[[ Information supplied open ]]
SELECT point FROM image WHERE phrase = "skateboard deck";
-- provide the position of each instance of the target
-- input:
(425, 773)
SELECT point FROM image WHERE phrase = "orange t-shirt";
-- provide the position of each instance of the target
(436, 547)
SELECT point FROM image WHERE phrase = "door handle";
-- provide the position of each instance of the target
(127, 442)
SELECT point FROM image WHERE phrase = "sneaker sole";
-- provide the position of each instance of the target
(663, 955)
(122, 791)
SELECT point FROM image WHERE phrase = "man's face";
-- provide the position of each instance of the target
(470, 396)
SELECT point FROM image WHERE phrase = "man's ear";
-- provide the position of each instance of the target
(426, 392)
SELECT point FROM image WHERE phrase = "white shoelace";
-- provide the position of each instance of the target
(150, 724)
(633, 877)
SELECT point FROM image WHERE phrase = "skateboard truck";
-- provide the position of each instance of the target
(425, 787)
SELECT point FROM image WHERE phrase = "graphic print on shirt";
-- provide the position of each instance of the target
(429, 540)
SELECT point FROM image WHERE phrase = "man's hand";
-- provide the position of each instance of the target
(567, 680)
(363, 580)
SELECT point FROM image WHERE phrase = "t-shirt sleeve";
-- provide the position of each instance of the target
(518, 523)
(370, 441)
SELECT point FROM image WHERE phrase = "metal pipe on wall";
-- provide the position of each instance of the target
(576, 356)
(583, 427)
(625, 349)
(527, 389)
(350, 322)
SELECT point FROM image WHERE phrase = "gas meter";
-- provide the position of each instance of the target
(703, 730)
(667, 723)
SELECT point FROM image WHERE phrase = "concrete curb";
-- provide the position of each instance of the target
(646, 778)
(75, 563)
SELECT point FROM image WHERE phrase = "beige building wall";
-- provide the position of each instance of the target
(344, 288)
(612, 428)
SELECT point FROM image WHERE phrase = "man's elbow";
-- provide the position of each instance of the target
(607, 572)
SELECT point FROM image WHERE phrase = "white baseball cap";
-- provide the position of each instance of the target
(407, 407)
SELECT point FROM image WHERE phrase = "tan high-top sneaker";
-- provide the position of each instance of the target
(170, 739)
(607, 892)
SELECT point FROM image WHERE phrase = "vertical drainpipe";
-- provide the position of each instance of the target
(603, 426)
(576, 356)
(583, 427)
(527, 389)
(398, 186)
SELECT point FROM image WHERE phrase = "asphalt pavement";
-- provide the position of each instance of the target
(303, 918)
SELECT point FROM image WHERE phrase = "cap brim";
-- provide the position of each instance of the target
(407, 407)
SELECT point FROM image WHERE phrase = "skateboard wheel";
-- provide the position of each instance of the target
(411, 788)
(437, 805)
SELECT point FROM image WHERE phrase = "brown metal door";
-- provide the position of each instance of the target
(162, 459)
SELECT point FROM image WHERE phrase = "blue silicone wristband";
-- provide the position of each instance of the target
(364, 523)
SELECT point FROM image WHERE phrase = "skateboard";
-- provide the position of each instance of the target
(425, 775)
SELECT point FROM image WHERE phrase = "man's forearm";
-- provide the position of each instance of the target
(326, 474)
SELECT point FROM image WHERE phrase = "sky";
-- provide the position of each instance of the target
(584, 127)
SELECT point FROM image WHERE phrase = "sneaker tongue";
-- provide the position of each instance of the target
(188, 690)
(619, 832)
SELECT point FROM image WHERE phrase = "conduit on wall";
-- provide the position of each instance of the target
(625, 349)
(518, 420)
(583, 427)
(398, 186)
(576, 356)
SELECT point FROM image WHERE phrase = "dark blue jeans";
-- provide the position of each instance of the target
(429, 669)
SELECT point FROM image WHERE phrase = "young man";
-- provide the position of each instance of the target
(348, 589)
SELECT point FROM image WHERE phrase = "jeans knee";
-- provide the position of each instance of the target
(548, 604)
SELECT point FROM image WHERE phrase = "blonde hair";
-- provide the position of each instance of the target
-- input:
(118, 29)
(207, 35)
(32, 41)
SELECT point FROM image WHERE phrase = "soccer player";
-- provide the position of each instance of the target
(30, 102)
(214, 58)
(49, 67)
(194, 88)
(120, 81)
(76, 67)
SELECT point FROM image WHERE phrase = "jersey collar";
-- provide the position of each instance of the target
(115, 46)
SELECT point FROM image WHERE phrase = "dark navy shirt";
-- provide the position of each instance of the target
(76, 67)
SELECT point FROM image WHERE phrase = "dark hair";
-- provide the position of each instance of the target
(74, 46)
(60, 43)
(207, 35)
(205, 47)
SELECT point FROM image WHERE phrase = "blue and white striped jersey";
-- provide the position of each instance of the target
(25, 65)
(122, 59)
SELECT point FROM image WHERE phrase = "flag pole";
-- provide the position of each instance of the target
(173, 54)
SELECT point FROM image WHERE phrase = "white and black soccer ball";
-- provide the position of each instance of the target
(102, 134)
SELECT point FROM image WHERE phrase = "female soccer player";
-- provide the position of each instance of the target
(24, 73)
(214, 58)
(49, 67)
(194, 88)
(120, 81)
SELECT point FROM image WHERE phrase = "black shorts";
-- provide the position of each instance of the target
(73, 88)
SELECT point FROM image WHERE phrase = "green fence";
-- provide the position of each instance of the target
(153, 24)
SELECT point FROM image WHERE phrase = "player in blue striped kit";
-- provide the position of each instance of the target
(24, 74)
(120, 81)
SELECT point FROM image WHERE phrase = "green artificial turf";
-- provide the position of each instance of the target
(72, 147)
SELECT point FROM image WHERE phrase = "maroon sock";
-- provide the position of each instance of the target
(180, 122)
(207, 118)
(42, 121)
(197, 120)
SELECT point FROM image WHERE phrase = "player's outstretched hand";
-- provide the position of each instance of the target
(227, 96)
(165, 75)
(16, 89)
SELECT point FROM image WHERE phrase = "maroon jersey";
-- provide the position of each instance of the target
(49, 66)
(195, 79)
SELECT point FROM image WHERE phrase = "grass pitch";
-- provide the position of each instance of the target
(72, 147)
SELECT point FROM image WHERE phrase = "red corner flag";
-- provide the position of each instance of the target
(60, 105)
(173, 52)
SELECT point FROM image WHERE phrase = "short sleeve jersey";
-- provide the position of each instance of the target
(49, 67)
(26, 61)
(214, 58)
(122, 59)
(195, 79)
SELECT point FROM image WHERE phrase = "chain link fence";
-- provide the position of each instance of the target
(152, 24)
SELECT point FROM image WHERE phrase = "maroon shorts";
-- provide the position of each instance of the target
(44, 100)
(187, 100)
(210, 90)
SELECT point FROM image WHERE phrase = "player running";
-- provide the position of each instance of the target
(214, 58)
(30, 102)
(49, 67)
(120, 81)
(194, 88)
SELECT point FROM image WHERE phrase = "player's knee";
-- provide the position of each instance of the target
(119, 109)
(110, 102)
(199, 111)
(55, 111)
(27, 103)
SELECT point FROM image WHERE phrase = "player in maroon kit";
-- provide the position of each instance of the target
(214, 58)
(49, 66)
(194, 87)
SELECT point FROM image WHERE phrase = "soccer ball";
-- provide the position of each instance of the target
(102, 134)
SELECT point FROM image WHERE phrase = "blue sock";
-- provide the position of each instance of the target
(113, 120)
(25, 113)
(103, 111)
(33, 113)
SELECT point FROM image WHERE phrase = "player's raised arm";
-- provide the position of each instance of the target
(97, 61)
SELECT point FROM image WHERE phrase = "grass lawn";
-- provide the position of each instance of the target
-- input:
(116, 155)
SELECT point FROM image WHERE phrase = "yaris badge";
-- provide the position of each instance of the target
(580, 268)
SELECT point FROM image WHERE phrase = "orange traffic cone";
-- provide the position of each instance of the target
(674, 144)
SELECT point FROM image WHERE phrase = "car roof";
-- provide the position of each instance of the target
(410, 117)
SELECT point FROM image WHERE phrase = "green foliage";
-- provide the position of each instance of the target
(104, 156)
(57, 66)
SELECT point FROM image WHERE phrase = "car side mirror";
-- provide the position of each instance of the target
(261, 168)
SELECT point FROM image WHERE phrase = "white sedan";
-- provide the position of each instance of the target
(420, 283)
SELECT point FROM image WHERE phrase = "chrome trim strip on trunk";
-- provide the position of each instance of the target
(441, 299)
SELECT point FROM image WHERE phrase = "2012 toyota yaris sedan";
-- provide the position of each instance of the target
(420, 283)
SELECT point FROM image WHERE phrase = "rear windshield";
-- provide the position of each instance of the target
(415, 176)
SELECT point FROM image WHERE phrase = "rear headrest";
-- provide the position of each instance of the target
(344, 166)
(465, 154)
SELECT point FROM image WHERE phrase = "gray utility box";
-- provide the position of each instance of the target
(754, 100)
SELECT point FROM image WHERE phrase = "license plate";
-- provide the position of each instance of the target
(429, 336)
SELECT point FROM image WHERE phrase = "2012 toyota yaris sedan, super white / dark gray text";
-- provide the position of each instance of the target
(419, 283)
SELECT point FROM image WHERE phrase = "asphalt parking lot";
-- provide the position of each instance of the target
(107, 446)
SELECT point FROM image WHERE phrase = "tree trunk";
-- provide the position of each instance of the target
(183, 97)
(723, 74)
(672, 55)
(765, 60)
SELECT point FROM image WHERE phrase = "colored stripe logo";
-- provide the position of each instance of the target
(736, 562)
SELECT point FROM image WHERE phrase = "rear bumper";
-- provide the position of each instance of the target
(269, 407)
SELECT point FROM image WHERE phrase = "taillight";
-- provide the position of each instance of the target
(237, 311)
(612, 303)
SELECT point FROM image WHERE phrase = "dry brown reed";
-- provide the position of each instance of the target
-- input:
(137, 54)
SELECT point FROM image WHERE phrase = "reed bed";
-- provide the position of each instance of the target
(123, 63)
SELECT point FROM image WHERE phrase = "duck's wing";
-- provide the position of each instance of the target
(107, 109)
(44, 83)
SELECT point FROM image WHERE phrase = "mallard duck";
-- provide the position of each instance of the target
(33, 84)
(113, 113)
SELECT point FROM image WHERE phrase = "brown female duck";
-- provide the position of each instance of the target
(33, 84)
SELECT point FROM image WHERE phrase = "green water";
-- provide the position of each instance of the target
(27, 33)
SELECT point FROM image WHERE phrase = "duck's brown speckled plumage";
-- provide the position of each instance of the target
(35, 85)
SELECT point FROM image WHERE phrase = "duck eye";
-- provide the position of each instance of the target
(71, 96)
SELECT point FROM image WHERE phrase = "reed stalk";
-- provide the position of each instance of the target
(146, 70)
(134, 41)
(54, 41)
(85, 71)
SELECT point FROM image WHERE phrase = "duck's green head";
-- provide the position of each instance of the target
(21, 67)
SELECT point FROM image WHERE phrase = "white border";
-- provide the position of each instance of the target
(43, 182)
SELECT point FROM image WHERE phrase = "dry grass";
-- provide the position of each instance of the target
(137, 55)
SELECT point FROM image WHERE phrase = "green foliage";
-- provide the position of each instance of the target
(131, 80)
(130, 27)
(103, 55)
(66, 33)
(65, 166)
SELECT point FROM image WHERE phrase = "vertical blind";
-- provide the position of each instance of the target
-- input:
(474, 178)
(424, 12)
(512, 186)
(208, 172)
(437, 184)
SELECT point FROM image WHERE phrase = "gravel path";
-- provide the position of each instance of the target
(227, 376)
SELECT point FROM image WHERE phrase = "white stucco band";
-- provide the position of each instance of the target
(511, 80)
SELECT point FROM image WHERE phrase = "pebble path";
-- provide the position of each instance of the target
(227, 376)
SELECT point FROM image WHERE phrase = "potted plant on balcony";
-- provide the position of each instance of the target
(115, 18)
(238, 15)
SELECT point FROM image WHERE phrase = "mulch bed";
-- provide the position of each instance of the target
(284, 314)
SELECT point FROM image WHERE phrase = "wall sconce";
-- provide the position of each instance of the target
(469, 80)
[[ Information supplied closed ]]
Could you tally the lines in the data that contain the string "vertical" and answer with the number alone?

Output of the exercise: 2